== EXTRAIT DU DOCUMENT ==
Nous sommes dans le même aéroport sans nous rencontrer. Mais cette double présence n’en est pas moins symbolique : symbolique d’une solidarité internationale des féministes, la délégation française relayant en quelque sorte les Américaines. Symbolique de la décennie qui vient de s’écouler, marquée par le développement de mouvements féministes à l’Est comme à l’Ouest, au Nord comme au Sud.

Ces mouvements n’ont pas tous commencé au même moment, n’ont pas tous cheminé au même rythme, n’ont pas pris partout les mêmes formes. Mais ils ont bien des thématiques et des analyses communes et ils ont, chacun à leur manière, allumé une rébellion qui n’est pas éteinte : celle des luttes contre un ordre inégalitaire globalement attaqué.

Dans le cadre général du refus du patriarcat, de la hiérarchie des sexes, de la domination masculine, se déclinent mille combats partiels semblables, mille revendications communes : légalisation de l’avortement, lutte contre le viol et les violences faites aux femmes, droit à disposer de son corps, égalité des salaires, dénonciation du sexisme et du machisme, place des femmes dans l’espace public, partage du travail domestique… La liste de ces thématiques avancées dans de nombreux pays au long des années 70 est encore longue, et n’a, presque 50 ans plus tard, rien perdu de son actualité.

Semblables aussi sont les débats internes, les divergences : liens entre lutte des femmes et lutte de classes ? Réforme ou révolution ? Radicalisme ou compromis ? Jeu institutionnel ou autonomie ? Autant d’alternatives qui traversent les différents mouvements. L’internationalisme féministe n’est pas une nouveauté : le féminisme du XIXe siècle et de la première partie du XXe connut aussi bien des actions et des rassemblements internationaux. Mais celui des années 1960-1970 s’enracine dans un internationalisme prolétarien d’abord, anti-américain ensuite, lié à la lutte contre la guerre du Vietnam.
===
## ÉNONCÉ:
Recopiez le passage sur les mouvements féministes des années 70, depuis "Nous sommes dans" jusqu'à "comme au Sud." inclus.
== ENREGISTREMENTS FOURNIS ==
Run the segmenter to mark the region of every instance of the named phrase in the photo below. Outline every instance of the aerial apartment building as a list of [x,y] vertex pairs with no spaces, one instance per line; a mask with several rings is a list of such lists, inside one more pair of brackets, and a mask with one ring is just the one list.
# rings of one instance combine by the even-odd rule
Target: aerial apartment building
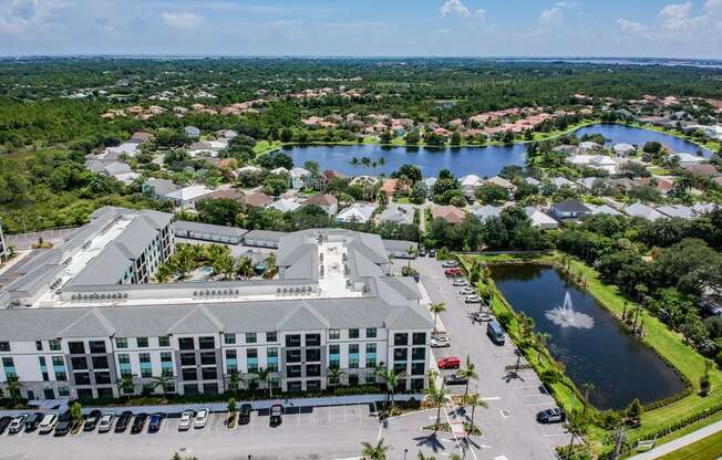
[[332,368],[358,385],[388,367],[401,388],[425,386],[431,315],[378,236],[286,233],[274,280],[153,283],[173,227],[172,215],[103,208],[30,258],[0,292],[0,385],[17,378],[29,399],[217,394],[266,369],[261,388],[305,391]]

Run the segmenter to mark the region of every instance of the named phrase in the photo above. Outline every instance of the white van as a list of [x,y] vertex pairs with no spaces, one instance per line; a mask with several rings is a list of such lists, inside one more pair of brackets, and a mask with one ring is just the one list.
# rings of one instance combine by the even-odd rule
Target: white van
[[47,435],[55,428],[55,425],[58,425],[58,414],[48,414],[40,422],[38,432],[41,435]]

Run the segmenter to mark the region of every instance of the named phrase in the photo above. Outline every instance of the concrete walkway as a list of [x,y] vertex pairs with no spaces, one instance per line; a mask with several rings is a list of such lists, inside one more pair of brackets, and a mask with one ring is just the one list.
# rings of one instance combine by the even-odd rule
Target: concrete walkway
[[673,452],[675,450],[679,450],[685,446],[689,446],[691,443],[694,443],[701,439],[704,439],[709,436],[714,435],[718,431],[722,431],[722,420],[714,422],[712,425],[709,425],[702,429],[699,429],[697,431],[693,431],[689,435],[685,435],[681,438],[678,438],[673,441],[663,443],[659,447],[656,447],[654,449],[650,450],[649,452],[640,453],[639,456],[630,457],[629,460],[653,460],[658,459],[660,457],[663,457],[670,452]]

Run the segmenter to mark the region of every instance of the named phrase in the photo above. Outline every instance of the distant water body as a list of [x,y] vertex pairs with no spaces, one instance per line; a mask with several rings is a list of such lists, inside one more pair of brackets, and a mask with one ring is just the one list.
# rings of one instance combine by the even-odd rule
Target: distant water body
[[[628,143],[643,145],[657,140],[668,146],[673,151],[697,153],[700,147],[688,140],[632,126],[616,124],[598,124],[586,126],[576,132],[584,134],[601,134],[610,143]],[[379,145],[309,145],[289,146],[283,151],[291,156],[297,166],[307,160],[317,161],[321,168],[333,169],[347,176],[379,176],[390,175],[405,164],[415,165],[424,177],[437,176],[442,169],[451,170],[456,177],[475,174],[479,177],[492,177],[499,174],[505,166],[524,166],[526,159],[526,145],[512,144],[489,147],[386,147]],[[709,151],[705,153],[709,155]],[[352,165],[352,158],[368,157],[375,161],[375,167]],[[383,158],[383,165],[381,165]]]

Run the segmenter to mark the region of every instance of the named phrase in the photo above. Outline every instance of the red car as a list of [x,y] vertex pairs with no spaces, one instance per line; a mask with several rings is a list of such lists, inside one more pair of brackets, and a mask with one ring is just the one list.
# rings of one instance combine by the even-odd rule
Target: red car
[[462,365],[462,360],[456,356],[448,356],[445,358],[439,358],[436,365],[440,369],[458,369]]
[[458,269],[458,268],[456,268],[456,269],[447,269],[447,270],[444,270],[444,274],[447,278],[461,276],[462,275],[462,269]]

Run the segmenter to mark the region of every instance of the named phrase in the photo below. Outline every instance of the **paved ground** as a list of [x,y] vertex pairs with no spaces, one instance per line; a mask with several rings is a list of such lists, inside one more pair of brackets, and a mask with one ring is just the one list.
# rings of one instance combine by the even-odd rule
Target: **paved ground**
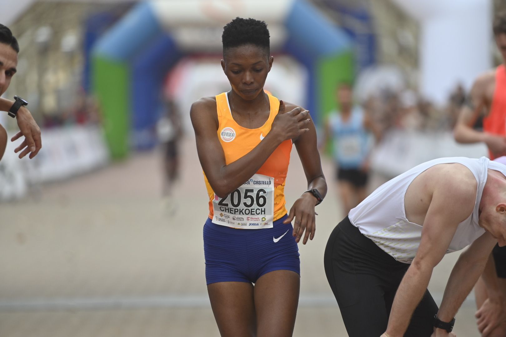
===
## RÉPONSE:
Nous sommes dans le même aéroport sans nous rencontrer. Mais cette double présence n’en est pas moins symbolique : symbolique d’une solidarité internationale des féministes, la délégation française relayant en quelque sorte les Américaines. Symbolique de la décennie qui vient de s’écouler, marquée par le développement de mouvements féministes à l’Est comme à l’Ouest, au Nord comme au Sud.